CONSIGNE: Dans le texte sur la réforme de la Moudawana, relevez tous les groupes auxquels le texte s'adresse directement par la formule « À nos ».

D’emblée, l’adoption d’une telle mesure apparait inconstitutionnelle en ce qu’elle entraînerait une violation flagrante du droit au secret médical de l’épouse consacré par la Constitution qui énonce, à son article 24, que « toute personne a droit à la protection de sa vie privée ». Quoi de plus privé qu’un dossier médical concernant la fertilité et/ou l’aptitude sexuelle d’une personne ?
Par ailleurs, une telle consécration de l’existence d’un devoir conjugal dû par l’épouse à l’époux nous consterne. L’adoption d’une telle mesure constituerait une atteinte supplémentaire inacceptable au droit fondamental des femmes à disposer de leurs corps. Nous nous battons pour qu’au contraire, notre droit reconnaisse l’existence du fléau qu’est le viol conjugal.
La Moudawana actuelle, dans son article 19, pose déjà le principe de l’âge légal du mariage à 18 ans révolus. Mais en application de son article 20, le juge peut autoriser, par exception, des mariages de mineurs sans limite d’âge minimum. En pratique, au cours de ces vingt dernières années d’application, force a été de constater que l’exception est devenue la règle et qu’une grande majorité des demandes d’autorisation de filles mineures (dans une écrasante majorité des cas) aboutissent à une décision favorable du juge, sans réel examen du respect des conditions posées à ce même article 20.
Les propositions entendues à ce jour réaffirment le principe de l’âge légal à 18 ans. Cependant, elles ne rompent pas, malgré l’insécurité juridique que cela crée, avec la pratique des exceptions qui peuvent être accordées par le juge en les limitant, désormais, à 17 ans. Autant dire que l’âge légal du mariage serait fixé à 17 ans au Maroc.
Mais comment accepter que l’on puisse confier des responsabilités matrimoniales et familiales à des adolescentes, alors qu’elles ne sont pas encore reconnues comme des adultes capables de voter ou de signer un contrat ? Ces unions précoces détruisent des vies, enchaînent les jeunes filles à des rôles qu’elles n’ont pas choisis, et les privent d’un avenir où elles auraient pu être des citoyennes autonomes et épanouies.
Nous sommes à un moment décisif de l’histoire de notre pays et le monde entier nous regarde. Cette réforme est une opportunité de réparer les injustices du passé et de bâtir un Maroc qui regarde sans peur vers l’avenir. Nous ne parlons pas d’abandonner nos valeurs, ni de mimer l’Occident, mais d’accepter, humblement, de faire place à plus de justice et de dignité. Ces valeurs ne sont pas des concepts étrangers à nos traditions : ce sont des idéaux profondément enracinés dans notre culture et notre foi.
À nos concitoyen.ne.s, nous disons : engagez-vous, participez à ce débat, et faites entendre votre voix. Si cela va mieux pour les Marocaines, cela ira mieux pour tout le Maroc.
À nos Oulémas, nous rappelons l’invitation qui leur est faite par Sa Majesté d’« approfondir la recherche au sujet des problématiques du fiqh liées aux évolutions que connait la famille marocaine et qui exigent des réponses novatrices en phase avec les exigences de l’heure. »
À nos parlementaires, à qui revient, constitutionnellement, le fin mot de l’Histoire, nous disons : ayez le courage de porter cette réforme jusqu’au bout et faites en sorte qu’elle soit marquée par le sceau de sa conformité à la Constitution de 2011, aux traités internationaux ratifiés par le Maroc et aux droits humains universels. Un Maroc plus juste est un Maroc plus fort.

DONNÉES FOURNIES:
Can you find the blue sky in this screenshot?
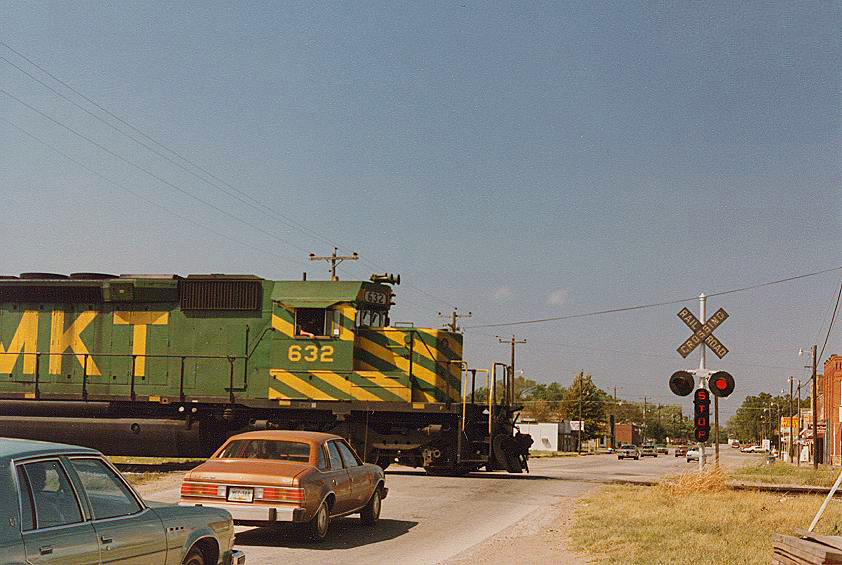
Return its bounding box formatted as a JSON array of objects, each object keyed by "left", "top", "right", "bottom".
[{"left": 0, "top": 1, "right": 842, "bottom": 415}]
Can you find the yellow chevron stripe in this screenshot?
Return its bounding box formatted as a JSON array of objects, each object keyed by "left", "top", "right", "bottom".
[
  {"left": 382, "top": 329, "right": 462, "bottom": 387},
  {"left": 312, "top": 371, "right": 382, "bottom": 402},
  {"left": 355, "top": 359, "right": 436, "bottom": 402},
  {"left": 336, "top": 304, "right": 357, "bottom": 341},
  {"left": 269, "top": 386, "right": 291, "bottom": 402},
  {"left": 269, "top": 369, "right": 339, "bottom": 400},
  {"left": 360, "top": 338, "right": 459, "bottom": 402},
  {"left": 360, "top": 339, "right": 438, "bottom": 386},
  {"left": 354, "top": 371, "right": 411, "bottom": 402},
  {"left": 272, "top": 314, "right": 295, "bottom": 337}
]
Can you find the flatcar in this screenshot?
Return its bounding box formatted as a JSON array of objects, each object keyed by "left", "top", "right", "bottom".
[{"left": 0, "top": 273, "right": 531, "bottom": 474}]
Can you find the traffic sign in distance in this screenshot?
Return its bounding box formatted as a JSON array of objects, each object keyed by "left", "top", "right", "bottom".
[
  {"left": 693, "top": 388, "right": 710, "bottom": 443},
  {"left": 670, "top": 371, "right": 696, "bottom": 396},
  {"left": 708, "top": 371, "right": 734, "bottom": 398},
  {"left": 676, "top": 308, "right": 728, "bottom": 359}
]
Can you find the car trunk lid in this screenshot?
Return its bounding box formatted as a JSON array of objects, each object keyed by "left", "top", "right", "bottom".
[{"left": 185, "top": 459, "right": 310, "bottom": 486}]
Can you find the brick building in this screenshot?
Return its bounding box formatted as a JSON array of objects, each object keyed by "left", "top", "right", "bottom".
[{"left": 817, "top": 354, "right": 842, "bottom": 465}]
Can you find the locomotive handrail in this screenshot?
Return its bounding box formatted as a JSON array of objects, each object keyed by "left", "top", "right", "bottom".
[{"left": 0, "top": 351, "right": 246, "bottom": 404}]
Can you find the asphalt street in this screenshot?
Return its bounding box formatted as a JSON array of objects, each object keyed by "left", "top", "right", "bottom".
[{"left": 140, "top": 446, "right": 760, "bottom": 565}]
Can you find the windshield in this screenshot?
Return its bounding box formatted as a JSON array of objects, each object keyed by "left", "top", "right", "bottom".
[{"left": 217, "top": 439, "right": 310, "bottom": 463}]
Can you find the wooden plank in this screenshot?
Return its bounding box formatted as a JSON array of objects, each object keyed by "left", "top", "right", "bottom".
[
  {"left": 773, "top": 534, "right": 842, "bottom": 564},
  {"left": 772, "top": 534, "right": 842, "bottom": 561},
  {"left": 795, "top": 528, "right": 842, "bottom": 551},
  {"left": 774, "top": 547, "right": 821, "bottom": 565}
]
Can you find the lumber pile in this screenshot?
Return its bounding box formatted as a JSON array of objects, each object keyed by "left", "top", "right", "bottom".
[{"left": 772, "top": 530, "right": 842, "bottom": 565}]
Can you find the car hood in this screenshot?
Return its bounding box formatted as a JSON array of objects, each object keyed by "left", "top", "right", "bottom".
[{"left": 184, "top": 459, "right": 311, "bottom": 486}]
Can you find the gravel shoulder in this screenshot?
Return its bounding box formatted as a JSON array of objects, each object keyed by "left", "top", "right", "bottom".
[{"left": 442, "top": 487, "right": 599, "bottom": 565}]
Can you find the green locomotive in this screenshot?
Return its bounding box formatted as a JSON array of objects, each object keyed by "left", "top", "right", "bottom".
[{"left": 0, "top": 273, "right": 531, "bottom": 474}]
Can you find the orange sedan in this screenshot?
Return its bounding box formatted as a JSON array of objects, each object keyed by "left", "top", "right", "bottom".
[{"left": 180, "top": 430, "right": 388, "bottom": 541}]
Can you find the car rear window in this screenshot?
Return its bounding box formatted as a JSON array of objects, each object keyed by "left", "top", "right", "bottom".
[{"left": 217, "top": 439, "right": 310, "bottom": 463}]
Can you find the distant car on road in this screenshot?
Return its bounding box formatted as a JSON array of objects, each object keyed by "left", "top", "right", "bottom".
[
  {"left": 180, "top": 430, "right": 388, "bottom": 541},
  {"left": 0, "top": 438, "right": 245, "bottom": 565},
  {"left": 640, "top": 443, "right": 658, "bottom": 457},
  {"left": 617, "top": 443, "right": 640, "bottom": 460}
]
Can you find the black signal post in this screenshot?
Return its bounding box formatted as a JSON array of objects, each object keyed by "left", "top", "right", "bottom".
[{"left": 669, "top": 293, "right": 734, "bottom": 464}]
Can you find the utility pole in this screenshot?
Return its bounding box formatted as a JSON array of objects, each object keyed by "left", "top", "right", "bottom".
[
  {"left": 310, "top": 247, "right": 360, "bottom": 281},
  {"left": 497, "top": 335, "right": 520, "bottom": 408},
  {"left": 698, "top": 292, "right": 708, "bottom": 471},
  {"left": 795, "top": 379, "right": 801, "bottom": 467},
  {"left": 437, "top": 308, "right": 471, "bottom": 333},
  {"left": 578, "top": 390, "right": 583, "bottom": 455},
  {"left": 810, "top": 345, "right": 819, "bottom": 470},
  {"left": 789, "top": 376, "right": 793, "bottom": 463}
]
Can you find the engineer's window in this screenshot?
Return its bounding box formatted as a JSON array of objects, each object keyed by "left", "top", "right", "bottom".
[{"left": 295, "top": 308, "right": 330, "bottom": 337}]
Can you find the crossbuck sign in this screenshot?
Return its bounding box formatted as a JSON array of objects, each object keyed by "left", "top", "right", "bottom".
[{"left": 677, "top": 308, "right": 728, "bottom": 359}]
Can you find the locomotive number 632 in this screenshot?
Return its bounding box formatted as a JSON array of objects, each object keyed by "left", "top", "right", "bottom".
[{"left": 287, "top": 345, "right": 333, "bottom": 363}]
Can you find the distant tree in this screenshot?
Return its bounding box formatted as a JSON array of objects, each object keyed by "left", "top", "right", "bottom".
[{"left": 561, "top": 372, "right": 609, "bottom": 439}]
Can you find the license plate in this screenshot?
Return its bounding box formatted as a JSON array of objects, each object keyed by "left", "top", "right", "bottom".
[{"left": 228, "top": 487, "right": 254, "bottom": 502}]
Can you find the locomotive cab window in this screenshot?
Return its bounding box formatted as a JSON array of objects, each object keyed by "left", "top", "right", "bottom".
[{"left": 295, "top": 308, "right": 332, "bottom": 337}]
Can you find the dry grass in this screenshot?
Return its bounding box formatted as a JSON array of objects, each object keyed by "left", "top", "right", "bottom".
[
  {"left": 570, "top": 467, "right": 842, "bottom": 565},
  {"left": 657, "top": 465, "right": 728, "bottom": 496},
  {"left": 122, "top": 473, "right": 171, "bottom": 486},
  {"left": 730, "top": 461, "right": 840, "bottom": 487}
]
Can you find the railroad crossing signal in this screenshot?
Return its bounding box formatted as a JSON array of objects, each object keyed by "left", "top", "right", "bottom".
[
  {"left": 677, "top": 308, "right": 728, "bottom": 359},
  {"left": 708, "top": 371, "right": 734, "bottom": 398},
  {"left": 693, "top": 388, "right": 710, "bottom": 443}
]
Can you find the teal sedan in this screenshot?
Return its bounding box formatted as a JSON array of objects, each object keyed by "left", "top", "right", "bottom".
[{"left": 0, "top": 438, "right": 245, "bottom": 565}]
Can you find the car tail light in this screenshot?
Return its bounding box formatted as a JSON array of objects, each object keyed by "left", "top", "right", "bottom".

RÉPONSE ATTENDUE:
- nos concitoyen.ne.s
- nos Oulémas
- nos parlementaires